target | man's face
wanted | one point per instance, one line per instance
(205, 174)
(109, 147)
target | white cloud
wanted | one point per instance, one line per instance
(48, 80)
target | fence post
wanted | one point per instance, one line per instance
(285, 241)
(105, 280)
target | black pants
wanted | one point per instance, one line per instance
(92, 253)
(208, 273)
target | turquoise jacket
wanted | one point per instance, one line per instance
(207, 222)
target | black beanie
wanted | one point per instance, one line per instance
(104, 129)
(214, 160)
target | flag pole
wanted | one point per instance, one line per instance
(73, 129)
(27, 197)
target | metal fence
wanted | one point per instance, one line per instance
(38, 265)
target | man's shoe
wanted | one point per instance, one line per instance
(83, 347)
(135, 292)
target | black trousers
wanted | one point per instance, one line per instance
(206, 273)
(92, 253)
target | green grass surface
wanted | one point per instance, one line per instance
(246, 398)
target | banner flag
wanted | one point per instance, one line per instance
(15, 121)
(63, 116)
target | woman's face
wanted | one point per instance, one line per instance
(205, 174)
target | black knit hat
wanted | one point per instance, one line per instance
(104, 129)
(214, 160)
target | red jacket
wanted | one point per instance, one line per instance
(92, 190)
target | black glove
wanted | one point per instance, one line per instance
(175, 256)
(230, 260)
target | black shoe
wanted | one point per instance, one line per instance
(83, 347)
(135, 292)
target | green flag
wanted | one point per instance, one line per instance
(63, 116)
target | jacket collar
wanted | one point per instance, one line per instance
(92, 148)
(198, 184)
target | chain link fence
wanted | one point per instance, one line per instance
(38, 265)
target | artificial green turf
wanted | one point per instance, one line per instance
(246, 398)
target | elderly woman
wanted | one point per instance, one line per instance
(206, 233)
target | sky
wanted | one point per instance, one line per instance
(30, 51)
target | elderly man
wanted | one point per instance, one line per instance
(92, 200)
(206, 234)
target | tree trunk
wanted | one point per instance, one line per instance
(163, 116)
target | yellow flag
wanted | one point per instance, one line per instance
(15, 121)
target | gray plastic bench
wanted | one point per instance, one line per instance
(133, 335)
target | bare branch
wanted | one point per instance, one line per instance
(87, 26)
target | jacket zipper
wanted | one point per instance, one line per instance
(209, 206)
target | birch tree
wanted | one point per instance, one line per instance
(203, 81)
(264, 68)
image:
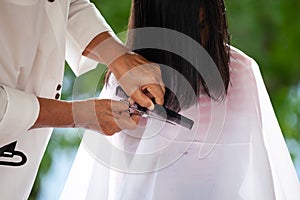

━━━━━━━━━━━━━━━━━━━━

Work to do
Can you give the lines of the items as a numbered list, starting at the line that contains "target | birch tree" and ending at the last line of the items, with blank lines and the pictures left out?

Reply
1. target | birch tree
2. wanted | one point per instance, one line per instance
3. (203, 81)
4. (264, 68)
5. image:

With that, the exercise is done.